_TEXT PASSAGE_:
——

Ameliorating nitrite inhibition in a low-temperature nitritation-anammox MBBR using bacterial intermediate nitric oxide

The long-term sustainability of an anaerobic ammonium oxidation (anammox) process in a moving bed biofilm reactor (MBBR) treating highly concentrated (mean of 740 mg NH4 (+)-N L-1) wastewater was demonstrated by 1600 days of efficient operation. A high maximum total nitrogen removal rate (TNRR) of 1.5 g N m(-2) d(-1) was achieved at the low temperature of 20 A degrees C. For nitrogen removal recovery in cases of nitrite inhibition, anammox intermediate nitric oxide (NO) was tested in batch experiments as an N-removal accelerating agent. The effect of the addition of various NO dosages (8-72 mg NO-N L-1) was studied under inhibitory nitrite concentrations (> 100 mg NO2 (-)-N L-1) for anammox bacteria. Optimal maintained NO concentration was 58 mg NO-N L-1 and brought about the highest biofilm-specific anammox activity (SAA). Compared to a blank test, the minimum concentration of added NO of 40 mg NO-N L-1 showed a statistically significant (p < 0.05) accelerating effect on SAA. No inhibition of SAA by NO was observed, although at NO concentrations exceeding 72 mg NO-N L-1, the acceleratory effect upon SAA was decreased by 8%. Changes in the bacterial consortia involved in nitrogen conversion were determined concurrently for the different nitrogen removal rates and operational conditions. Quantities of Planctomycetales clone P4 strains, which are the closest (99% similarity) relative to Candidatus Brocadia fulgida, increased from 1 x 10(3) to 1 x 10(6) anammox gene copies per g total suspended solids during reactor operation days 568-1600, which was determined by quantitative polymerase chain reaction. During the operation of the MBBR, the abundance of ammonium-oxidizing bacteria (AOB) increased proportionally (up to 30%). The abundance of nitrite-oxidizing bacteria (NOB) did not increase (remaining below 10%) during days 232-860. AOB became predominant over NOBs owing to the inhibition of free ammonia spiking on NOBs.

——

_TASK SET_:
**1.** According to the abstract on the anammox reactor, for how many days of efficient operation was the long-term sustainability of the process demonstrated?
**2.** List every abbreviation that the abstract on the anammox reactor introduces in parentheses, together with the term it stands for.

——

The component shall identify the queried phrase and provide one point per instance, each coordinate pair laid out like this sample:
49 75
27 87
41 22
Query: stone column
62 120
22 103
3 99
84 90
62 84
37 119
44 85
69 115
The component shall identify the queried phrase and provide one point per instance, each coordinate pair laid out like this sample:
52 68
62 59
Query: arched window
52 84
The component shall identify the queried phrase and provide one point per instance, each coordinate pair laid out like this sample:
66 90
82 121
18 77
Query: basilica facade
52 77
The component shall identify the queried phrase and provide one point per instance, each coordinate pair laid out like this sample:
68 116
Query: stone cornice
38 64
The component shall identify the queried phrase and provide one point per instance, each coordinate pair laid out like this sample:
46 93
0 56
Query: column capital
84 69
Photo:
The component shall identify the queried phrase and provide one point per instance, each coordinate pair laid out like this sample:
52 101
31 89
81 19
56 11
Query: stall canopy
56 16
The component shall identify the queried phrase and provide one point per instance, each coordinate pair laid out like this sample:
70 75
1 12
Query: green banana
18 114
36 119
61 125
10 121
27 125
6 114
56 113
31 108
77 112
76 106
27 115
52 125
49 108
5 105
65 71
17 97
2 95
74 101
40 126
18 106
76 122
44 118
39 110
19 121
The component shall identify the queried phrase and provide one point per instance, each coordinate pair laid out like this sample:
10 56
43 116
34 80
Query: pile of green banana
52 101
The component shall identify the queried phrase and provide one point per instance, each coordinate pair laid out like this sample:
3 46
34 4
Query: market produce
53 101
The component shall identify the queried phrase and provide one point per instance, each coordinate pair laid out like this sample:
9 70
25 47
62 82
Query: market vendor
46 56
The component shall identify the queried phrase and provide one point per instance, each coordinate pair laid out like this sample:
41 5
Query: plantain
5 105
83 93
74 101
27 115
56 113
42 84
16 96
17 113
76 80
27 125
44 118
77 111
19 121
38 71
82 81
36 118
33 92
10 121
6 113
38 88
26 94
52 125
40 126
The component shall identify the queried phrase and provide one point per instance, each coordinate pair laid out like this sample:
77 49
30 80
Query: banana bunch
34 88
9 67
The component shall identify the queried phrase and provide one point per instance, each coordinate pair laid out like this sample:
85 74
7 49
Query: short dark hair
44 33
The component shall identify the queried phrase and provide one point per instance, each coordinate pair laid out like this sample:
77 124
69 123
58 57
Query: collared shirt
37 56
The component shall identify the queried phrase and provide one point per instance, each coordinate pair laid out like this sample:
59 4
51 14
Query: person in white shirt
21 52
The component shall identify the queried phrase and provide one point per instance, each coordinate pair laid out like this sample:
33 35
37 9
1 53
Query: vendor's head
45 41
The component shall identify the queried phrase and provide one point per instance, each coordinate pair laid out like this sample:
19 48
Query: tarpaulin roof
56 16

——

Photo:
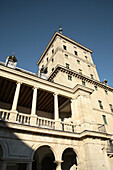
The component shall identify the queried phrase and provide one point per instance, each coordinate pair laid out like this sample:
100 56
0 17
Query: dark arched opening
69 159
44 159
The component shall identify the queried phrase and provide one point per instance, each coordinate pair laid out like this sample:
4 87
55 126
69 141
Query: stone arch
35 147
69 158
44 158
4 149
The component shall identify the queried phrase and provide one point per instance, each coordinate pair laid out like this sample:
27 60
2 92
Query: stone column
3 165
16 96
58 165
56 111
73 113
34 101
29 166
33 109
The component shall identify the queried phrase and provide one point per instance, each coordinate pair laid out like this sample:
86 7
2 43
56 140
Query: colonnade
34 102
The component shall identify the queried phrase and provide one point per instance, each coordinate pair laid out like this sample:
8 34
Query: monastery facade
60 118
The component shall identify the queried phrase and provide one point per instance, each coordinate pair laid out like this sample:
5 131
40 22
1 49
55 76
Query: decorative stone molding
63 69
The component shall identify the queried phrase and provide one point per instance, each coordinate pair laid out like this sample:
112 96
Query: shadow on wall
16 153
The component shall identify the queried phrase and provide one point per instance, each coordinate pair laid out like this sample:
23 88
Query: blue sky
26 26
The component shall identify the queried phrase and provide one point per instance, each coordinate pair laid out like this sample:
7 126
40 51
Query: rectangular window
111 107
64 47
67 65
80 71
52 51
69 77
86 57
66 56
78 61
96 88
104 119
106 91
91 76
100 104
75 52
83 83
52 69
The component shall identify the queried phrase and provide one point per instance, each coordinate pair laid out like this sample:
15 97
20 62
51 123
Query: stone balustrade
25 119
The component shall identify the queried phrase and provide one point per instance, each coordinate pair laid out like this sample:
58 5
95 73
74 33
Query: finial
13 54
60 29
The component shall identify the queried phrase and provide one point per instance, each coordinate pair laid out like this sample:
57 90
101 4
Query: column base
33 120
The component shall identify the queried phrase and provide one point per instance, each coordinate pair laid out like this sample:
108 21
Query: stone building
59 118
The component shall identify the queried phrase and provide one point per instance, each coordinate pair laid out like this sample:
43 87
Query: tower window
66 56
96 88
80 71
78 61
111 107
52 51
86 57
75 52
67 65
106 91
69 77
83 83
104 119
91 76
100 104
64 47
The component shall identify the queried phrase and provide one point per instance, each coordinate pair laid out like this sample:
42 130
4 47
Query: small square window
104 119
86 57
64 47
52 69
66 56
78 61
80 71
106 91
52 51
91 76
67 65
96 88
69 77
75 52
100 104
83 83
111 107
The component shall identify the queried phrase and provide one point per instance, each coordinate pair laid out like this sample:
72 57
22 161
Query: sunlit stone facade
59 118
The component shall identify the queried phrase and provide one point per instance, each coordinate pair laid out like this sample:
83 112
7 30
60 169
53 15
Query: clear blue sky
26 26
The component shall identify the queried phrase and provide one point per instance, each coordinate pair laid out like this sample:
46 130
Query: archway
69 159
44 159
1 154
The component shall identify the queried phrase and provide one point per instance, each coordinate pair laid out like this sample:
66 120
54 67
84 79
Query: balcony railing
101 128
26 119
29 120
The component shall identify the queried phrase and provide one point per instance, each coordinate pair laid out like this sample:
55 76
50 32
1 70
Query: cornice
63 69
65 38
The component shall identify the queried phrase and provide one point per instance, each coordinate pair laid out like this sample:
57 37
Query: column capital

——

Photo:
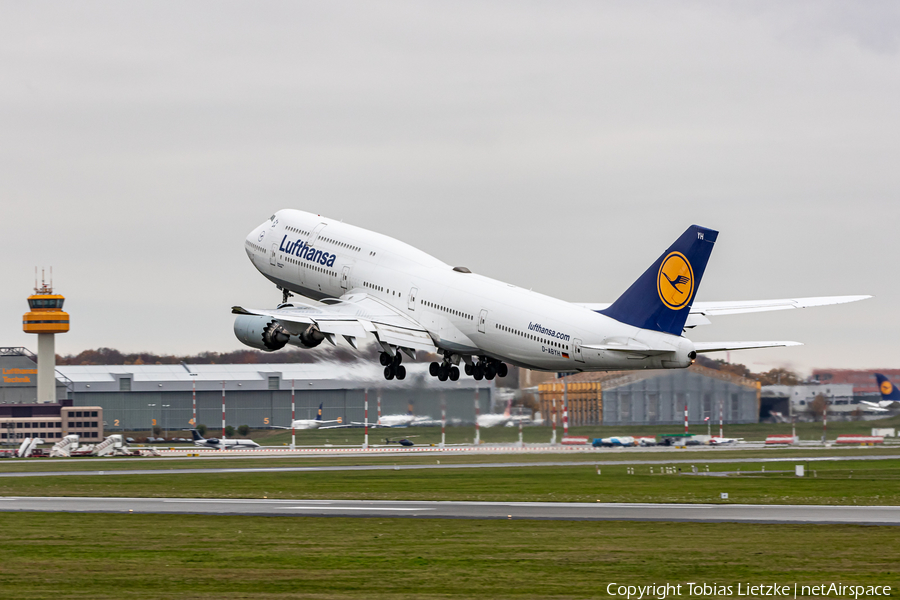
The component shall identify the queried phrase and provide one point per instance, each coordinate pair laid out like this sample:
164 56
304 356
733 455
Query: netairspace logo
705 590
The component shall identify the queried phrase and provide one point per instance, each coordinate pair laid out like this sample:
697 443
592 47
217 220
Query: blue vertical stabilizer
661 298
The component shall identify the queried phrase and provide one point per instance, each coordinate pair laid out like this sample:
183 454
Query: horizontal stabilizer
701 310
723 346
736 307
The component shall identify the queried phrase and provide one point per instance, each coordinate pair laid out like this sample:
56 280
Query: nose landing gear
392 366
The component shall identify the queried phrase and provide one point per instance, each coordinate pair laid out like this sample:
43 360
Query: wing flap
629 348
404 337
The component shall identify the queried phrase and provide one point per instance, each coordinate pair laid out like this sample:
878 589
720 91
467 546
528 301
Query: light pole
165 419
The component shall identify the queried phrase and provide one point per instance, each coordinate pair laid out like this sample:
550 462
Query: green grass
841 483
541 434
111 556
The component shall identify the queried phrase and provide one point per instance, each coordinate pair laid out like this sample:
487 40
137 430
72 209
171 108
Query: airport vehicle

——

_ANSWERS_:
**1.** 1600 days.

**2.**
- anammox: anaerobic ammonium oxidation
- MBBR: moving bed biofilm reactor
- TNRR: total nitrogen removal rate
- NO: nitric oxide
- SAA: biofilm-specific anammox activity
- AOB: ammonium-oxidizing bacteria
- NOB: nitrite-oxidizing bacteria